§ Work request 1: Sum up the essay on working as a forward-deployed engineer in two sentences.
§ Work request 2: In the essay on working as a forward-deployed engineer, which company popularized the "FDE" role?

This as-told-to essay is based on a conversation with Kanav Bhatnagar, 24, a forward-deployed engineer at Rippling, an HR tech company, who lives and works in New York City. The following has been edited for length and clarity.
I got into software development because I wanted to build cool stuff.
Amazon hired me as a software engineer out of college, and it was a big learning opportunity, teaching me the fundamentals of engineering.
But it was a behemoth of a company, and I eventually wanted to work in a smaller environment where I could take more personal ownership over product decisions and learn more on the job.
After 2 ½ years at Amazon, I interviewed at a sales startup called Actively AI, where I landed a role in forward-deployed engineering.
The “FDE” role was popularized by Palantir, and it has been described as the “hottest role in AI.” I liked that it combined software engineering with understanding business.
I spent roughly six months at Actively AI before I joined the AI-forward HR tech company Rippling as a senior FDE, in October 2025.
I’ve now been an FDE for roughly a year. Put simply, I’m a customer-facing engineer who tailors our product to each client. They describe their challenges and needs, and I build solutions and customizations.
Here’s what my day-to-day is like, and the skills you need to break into this role.
My primary job is listening to customers. The results are very rewarding.
Software engineers can feel far removed from customers, because they often can’t see their impact. In this job, I’m closer to the front lines.
A core software engineer can build something that serves the majority of use cases, but AI tools usually need more customization to work properly than regular software features. That’s when an FDE steps in.
For example, a restaurant chain might have a labor-intensive process for tracking their payroll data that involves spreadsheets and manual data entry, which I’d help them to eliminate within Rippling’s platform by using custom code and AI.
My primary job is listening to customers and understanding their problems, which was a learning curve for me, coming from a software engineering background. On a day-to-day basis, I’m in a lot of customer meetings, including visiting businesses who use our product to talk with employees about their experience with it. I probably spend an equal amount of time coding solutions and interacting with our core product teams.
Context-switching is an important skill to master in this job, where you could go from talking to a customer to debugging something to jumping onto another customer call shortly after.
I don’t rely on an engineer to code something for me. I make a lot of decisions about the shape of the product and how to execute on it, which I really enjoy. It’s very rewarding when a customer looks at what I’ve built after multiple iterations and says, “This is exactly what I wanted.”
Technical and communication skills are equally important as an FDE
I think it would be pretty hard, although not impossible, to become an FDE without a technical background. With the dawn of vibe coding, it might become easier, though.

§ Provided information:
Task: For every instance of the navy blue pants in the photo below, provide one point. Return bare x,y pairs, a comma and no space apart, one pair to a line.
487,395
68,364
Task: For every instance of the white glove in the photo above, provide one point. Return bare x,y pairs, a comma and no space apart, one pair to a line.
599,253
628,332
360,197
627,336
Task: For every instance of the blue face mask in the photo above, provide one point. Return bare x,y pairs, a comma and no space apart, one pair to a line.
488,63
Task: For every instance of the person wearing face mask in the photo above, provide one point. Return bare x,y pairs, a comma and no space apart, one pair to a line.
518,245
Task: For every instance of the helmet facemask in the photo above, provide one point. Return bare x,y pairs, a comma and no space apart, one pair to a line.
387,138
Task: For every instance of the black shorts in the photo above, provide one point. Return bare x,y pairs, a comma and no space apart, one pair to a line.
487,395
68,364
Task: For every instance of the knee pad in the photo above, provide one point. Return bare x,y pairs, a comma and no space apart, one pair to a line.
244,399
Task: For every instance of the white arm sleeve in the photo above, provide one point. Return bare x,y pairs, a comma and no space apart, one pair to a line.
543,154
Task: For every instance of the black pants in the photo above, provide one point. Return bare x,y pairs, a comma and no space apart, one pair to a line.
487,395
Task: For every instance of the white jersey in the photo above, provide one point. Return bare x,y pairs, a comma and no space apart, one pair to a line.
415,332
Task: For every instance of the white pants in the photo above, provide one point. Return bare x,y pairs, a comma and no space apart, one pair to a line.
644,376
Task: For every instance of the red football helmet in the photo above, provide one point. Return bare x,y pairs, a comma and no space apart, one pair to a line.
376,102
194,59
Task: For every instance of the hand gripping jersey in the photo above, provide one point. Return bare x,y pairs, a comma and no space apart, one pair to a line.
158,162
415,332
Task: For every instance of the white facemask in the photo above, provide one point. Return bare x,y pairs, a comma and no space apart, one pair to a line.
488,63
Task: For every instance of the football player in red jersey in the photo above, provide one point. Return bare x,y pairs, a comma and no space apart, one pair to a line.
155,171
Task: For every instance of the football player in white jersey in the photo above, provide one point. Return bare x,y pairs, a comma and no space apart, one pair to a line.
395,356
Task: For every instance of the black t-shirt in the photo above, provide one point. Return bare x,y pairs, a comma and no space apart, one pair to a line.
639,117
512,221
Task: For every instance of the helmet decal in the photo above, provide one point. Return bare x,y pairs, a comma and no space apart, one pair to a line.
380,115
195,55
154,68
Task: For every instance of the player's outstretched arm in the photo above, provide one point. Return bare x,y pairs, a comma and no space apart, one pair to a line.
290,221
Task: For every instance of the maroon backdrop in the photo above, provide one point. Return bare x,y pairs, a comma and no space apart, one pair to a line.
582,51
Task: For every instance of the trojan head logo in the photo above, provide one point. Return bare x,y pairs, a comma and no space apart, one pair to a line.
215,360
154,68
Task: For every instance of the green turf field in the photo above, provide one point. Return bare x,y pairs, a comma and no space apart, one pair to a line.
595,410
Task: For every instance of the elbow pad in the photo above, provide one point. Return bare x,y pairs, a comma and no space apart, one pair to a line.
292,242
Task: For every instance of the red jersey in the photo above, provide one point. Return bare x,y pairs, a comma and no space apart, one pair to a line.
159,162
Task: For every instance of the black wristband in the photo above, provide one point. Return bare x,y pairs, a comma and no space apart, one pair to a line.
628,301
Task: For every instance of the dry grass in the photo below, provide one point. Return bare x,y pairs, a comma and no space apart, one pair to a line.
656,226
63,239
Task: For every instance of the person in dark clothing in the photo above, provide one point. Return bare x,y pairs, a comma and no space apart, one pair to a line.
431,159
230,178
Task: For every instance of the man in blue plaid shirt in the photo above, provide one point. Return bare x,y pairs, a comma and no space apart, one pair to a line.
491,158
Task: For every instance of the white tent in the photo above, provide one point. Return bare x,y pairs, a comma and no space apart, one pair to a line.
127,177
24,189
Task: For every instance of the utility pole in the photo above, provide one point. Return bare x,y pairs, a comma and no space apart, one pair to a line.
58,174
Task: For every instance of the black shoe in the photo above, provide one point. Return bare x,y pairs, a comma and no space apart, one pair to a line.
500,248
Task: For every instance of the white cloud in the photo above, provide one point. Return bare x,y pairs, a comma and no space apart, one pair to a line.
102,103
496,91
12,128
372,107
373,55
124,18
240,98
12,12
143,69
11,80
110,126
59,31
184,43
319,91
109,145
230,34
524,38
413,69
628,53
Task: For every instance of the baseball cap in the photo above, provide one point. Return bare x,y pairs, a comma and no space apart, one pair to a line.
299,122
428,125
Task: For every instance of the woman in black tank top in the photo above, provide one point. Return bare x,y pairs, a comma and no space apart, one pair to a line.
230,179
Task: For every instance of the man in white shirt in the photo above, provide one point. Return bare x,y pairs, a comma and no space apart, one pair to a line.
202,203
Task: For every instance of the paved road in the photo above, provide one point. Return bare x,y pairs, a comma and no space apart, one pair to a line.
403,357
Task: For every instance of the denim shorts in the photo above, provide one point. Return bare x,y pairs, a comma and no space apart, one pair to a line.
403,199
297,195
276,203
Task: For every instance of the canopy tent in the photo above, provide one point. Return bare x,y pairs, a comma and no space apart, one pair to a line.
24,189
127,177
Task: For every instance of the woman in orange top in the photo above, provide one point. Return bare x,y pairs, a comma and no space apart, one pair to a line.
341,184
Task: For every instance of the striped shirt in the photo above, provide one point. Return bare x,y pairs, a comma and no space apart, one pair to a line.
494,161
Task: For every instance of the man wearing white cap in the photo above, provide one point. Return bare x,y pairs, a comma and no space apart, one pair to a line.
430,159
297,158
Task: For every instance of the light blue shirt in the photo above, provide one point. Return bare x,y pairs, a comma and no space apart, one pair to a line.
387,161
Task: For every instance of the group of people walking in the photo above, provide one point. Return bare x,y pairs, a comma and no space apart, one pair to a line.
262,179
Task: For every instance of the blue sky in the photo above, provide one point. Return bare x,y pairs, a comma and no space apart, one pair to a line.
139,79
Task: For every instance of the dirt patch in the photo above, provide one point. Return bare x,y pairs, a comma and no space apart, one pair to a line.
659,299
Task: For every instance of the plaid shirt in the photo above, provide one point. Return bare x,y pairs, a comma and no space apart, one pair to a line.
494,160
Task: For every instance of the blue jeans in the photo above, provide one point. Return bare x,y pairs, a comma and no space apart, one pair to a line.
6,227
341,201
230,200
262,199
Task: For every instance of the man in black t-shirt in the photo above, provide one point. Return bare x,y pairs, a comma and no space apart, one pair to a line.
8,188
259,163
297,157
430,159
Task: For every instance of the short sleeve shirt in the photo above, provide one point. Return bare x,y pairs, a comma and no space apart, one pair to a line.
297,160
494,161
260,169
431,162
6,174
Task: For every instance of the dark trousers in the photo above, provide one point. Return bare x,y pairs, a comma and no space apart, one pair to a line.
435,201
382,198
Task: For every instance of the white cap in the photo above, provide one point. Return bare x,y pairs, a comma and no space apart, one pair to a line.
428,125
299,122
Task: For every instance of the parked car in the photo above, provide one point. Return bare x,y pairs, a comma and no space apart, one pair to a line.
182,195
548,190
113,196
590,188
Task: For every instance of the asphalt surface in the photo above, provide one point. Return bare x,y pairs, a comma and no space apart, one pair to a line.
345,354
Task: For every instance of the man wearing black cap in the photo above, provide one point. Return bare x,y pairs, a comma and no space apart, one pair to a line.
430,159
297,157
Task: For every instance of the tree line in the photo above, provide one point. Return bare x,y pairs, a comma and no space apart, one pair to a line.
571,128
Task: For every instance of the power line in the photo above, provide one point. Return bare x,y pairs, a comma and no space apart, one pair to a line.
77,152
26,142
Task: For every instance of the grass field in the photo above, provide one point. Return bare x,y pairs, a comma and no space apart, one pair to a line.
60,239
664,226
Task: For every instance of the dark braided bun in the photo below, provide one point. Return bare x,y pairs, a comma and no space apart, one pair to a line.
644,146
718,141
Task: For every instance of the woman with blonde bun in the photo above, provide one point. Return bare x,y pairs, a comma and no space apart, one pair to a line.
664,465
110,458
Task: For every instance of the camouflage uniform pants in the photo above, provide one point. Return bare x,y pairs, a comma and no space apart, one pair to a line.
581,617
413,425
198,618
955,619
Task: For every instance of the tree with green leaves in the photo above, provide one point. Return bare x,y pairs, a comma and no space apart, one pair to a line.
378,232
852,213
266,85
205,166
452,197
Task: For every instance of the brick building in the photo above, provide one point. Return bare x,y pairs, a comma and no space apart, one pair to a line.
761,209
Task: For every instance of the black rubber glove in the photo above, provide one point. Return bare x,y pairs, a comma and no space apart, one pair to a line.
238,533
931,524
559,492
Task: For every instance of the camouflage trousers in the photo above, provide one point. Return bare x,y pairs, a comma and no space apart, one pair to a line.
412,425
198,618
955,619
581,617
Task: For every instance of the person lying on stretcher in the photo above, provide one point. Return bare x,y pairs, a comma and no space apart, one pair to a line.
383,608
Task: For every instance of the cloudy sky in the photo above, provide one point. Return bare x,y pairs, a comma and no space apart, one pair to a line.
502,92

§ Exercise response 1: Kanav Bhatnagar, 24, left Amazon after 2 ½ years to work in a smaller setting and is now a senior forward-deployed engineer at Rippling, tailoring the product to each client's needs. The job blends customer meetings, coding solutions, and work with core product teams, and it calls for both technical and communication skills.

§ Exercise response 2: Palantir.